# Excerpted passage
+-------+
VPC Newsletter | AUGUST – 2017

The Month That Was…….


 COUNTRY, FINANCE, MACROECONOMY, POLICY AND POLITICS

  • At its meeting which transpired on August 2 nd , The Monetary Policy Committee lowered the REPO rate by 25 basis points. The rate is now set at 6%, the lowest since November 2010.
  • On August 24 th , the government provided details of its approval of nine FDI proposals, including that of Amazon Retail India, foreseeing foreign investments to the tune of ~ US$ 780 Million. FDI into the country grew 9 per cent to USD 43.47 billion in 2016-17.
  • More than 500 fresh foreign portfolio investors (FPIs) were registered in April-June quarter of this year, indicating that India remains an attractive destination, as per the latest data from the markets regulator SEBI.
  • Goods and services tax (GST) collections have exceeded estimates in the first month of the landmark GST rollout despite a significant number of assesses not having filed returns yet. The total collection under GST for July is pegged at ~ US$ 14.4 Billion.

VPC SECTORS

  • India overtook China to top the global Retail Development Index in 2017 with a market attractiveness of 63.4% and retail sales of ~ US$1 trillion.
  • Confectionary maker Mars International has announced that it will be officially launching its world renowned M&M’s branded line of products in the Indian market. Albeit the brand is currently imported via parallel routes, this will be an official launch with full and direct commercial support of the Company. The Company currently produces its top selling product Snickers in India, and it has not ruled out the possibility of following suit with M&M’s as well.
  • Norway’s Orkla ASA is entering the Indian confectionery market with its fruit-based jelly brand Laban in collaboration with MTR Foods Pvt Ltd. In preparation for the launch of Laban, MTR has invested in developing a production line at its Bengaluru manufacturing facility. The firm will spend significant resources on building the brand over the next three to five years.
  • Fresh fruit juice maker RAW Pressery is planning to expand its footprint abroad and in India and is aiming at a turnover of over ~ US$ 15.6 Million in two years. Right now it is present in 12 cities in India as well as in the UAE and Qatar markets. Having consolidated its logistics, the Company is now keen to spread to smaller cities in India.
  • Andhra Pradesh chief minister N. Chandrababu Naidu-founded dairy firm Heritage Foods on Thursday announced that it has tied with French dairy company Novandie to set up a 50:50 joint venture for manufacturing of flavoured yogurt and desserts. The joint venture will set up a Greenfield plant with a capacity of 20 tons per day.
+-------+
# Extracted information

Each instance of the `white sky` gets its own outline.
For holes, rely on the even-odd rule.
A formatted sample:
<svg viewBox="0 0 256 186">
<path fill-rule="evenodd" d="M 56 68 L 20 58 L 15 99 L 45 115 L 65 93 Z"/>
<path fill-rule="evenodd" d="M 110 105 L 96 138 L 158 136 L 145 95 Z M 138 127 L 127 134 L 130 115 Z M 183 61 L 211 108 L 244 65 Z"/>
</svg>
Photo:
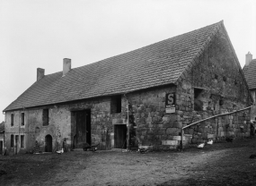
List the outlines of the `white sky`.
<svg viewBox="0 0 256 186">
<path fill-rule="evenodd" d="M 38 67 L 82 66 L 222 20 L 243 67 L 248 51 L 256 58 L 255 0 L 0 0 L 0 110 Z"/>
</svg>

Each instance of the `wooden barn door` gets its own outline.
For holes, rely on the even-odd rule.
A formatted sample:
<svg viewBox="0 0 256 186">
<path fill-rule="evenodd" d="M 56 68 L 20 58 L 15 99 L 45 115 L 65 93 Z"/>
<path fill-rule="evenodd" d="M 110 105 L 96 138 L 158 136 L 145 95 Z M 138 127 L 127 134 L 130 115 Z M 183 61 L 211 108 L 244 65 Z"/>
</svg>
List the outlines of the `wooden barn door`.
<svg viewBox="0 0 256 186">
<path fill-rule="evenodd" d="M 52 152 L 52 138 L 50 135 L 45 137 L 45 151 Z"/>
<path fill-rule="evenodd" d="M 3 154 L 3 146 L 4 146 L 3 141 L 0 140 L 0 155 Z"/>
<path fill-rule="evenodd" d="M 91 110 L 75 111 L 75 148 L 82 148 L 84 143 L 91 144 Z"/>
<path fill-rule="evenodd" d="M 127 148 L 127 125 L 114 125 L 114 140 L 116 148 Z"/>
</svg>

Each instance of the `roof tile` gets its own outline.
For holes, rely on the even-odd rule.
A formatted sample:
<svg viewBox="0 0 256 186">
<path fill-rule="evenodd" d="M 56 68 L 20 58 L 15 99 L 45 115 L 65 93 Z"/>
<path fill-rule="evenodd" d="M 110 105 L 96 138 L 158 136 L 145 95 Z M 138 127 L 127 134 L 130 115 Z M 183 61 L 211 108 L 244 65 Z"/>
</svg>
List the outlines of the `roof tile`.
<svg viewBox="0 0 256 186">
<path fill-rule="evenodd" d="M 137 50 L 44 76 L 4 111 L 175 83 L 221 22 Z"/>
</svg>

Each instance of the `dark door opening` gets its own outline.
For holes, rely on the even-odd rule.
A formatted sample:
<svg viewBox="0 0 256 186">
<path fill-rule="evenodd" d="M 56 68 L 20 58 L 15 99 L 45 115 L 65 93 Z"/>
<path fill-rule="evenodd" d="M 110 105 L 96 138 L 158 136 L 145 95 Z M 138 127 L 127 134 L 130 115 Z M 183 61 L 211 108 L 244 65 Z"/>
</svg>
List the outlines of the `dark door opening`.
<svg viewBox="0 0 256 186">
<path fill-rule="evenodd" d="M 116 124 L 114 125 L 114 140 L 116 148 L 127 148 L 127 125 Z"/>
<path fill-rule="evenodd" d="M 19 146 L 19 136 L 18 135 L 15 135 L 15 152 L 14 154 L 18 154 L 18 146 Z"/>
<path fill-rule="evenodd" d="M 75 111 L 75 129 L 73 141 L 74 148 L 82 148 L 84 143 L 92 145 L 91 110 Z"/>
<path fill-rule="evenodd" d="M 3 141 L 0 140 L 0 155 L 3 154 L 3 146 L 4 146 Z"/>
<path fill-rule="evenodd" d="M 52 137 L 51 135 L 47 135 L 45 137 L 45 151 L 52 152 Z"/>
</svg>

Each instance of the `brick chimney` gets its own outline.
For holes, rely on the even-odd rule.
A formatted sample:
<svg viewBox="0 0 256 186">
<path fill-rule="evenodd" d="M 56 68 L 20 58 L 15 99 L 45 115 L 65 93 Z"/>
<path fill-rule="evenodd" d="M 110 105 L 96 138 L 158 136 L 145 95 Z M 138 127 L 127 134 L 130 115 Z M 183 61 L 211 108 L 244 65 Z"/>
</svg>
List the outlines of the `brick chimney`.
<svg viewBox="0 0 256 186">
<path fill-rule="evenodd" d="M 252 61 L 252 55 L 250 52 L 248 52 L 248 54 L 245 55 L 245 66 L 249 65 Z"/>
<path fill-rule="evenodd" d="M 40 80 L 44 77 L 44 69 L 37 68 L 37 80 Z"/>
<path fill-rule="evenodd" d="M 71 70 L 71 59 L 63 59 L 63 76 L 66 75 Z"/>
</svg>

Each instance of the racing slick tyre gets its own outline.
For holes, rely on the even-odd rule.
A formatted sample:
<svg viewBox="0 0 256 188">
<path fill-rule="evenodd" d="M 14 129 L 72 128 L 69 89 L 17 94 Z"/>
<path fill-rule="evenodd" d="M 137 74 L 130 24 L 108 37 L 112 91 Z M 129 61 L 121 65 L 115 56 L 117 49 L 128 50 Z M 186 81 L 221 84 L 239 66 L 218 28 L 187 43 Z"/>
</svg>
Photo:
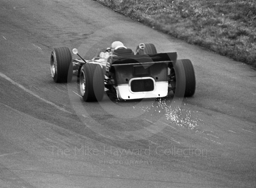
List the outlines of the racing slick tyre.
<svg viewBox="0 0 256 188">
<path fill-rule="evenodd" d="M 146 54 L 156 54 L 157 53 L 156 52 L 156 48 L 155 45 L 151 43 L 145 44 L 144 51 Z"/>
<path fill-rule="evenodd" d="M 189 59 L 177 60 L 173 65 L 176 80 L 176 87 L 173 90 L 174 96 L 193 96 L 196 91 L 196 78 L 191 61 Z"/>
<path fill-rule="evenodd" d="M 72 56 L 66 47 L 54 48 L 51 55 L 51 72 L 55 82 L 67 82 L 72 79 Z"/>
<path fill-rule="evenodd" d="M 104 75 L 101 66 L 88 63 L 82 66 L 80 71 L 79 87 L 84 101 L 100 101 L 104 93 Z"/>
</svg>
+-------+
# Set tasks
a) According to the August 2017 newsletter, why is RAW Pressery now keen to spread to smaller cities in India? Answer in one to three sentences.
b) Can you resume the August 2017 newsletter after its item on the Heritage Foods and Novandie joint venture?
None of the rows are needed here.

# Task-by-task answers
a) RAW Pressery is now keen to spread to smaller cities in India because it has consolidated its logistics.

b)
  • The processed foods firm Dr. Oetker is very bullish on India with its Managing Director announcing that India became its No. 1 market in the world in terms of growth. Albeit still with a comparatively small denominator of Euro 22 Million in turnover, it has high hopes for exponential growth on the back of expanded reach into smaller towns and lower price positioning thanks to its smaller packages of 100 grams. The Company expects mayonnaise sales to equal ketchup sales by the year 2022 due to the former’s versatility; albeit it is currently an ~ Euro 30 Million category as opposed to ketchup’s ~ Euro 165 Million in sales, which is the largest selling condiment in the country.
  • Kraft Heinz Company is planning to double its annual earnings from India to US$ 550 Million in the next four years. The company also plans to introduce its global brand Planters, a nut-based snack, in the country.
  • Yum! Brands Inc., the fast food company that owns KFC, Pizza Hut and Taco Bell, on Thursday said its system sales in India grew by 9% for KFC and 8% for Pizza Hut in quarter ended 30 June 2017. This is the fourth quarter in a row the company has reported growth.
  • Tiger Global-backed tea cafe chain Chaayos is laying out plans to add 35 outlets this fiscal to expand footprint while it aims to change tea drinking habits in the country through its cafes, delivery channel and products.
  • Italian fashion house Fendi, a part of luxury goods conglomerate Louis Vuitton Moet Hennessy, is seeking partners in India to restructure its business. Fendi currently operates in India through a joint venture arrangement with Beagle Fashions. The fashion major, known for its fur accessories and leather goods like the Baguette handbags, is present in India through a store at the Emporio mall in New Delhi.
  • H&M is continuing its impressive run in India with its 6 months ending May top line sales toppling the previous years’ full year turnover. With sales of ~ Euro 62 Million, the Company’s price positioning strategy, which is slightly lower than rival Zara, is showing signs of success. The Company has been able to leverage its local supply chain and sourcing capabilities coupled with its minimalistic design, and world recognised brand power. The Company which currently has 16 mono-brand shops in the country, said it plans to have 50 stores by 2020 with an investment budget of ~ Euro 100 Million.
  • Denim major Pepe Jeans has decided to foray into innerwear in India and formed an equal joint venture company with the hosiery player Dollar Industries. The JV will be responsible for manufacturing and marketing a premium range of innerwear, loungewear, gym-wear, sleepwear and track suits for adults and kids. In parallel, Pepe Jeans, which currently has four own stores in the country, has decided to open around 50 own stores to strengthen its retailing footprint in India, 20 of which would be opened this fiscal.
  • Aditya Birla Fashion & Retail is in advanced talks with American apparel brand American Eagle Outfitters as it looks to garner the rights to sell its products in the Indian market, both online and offline.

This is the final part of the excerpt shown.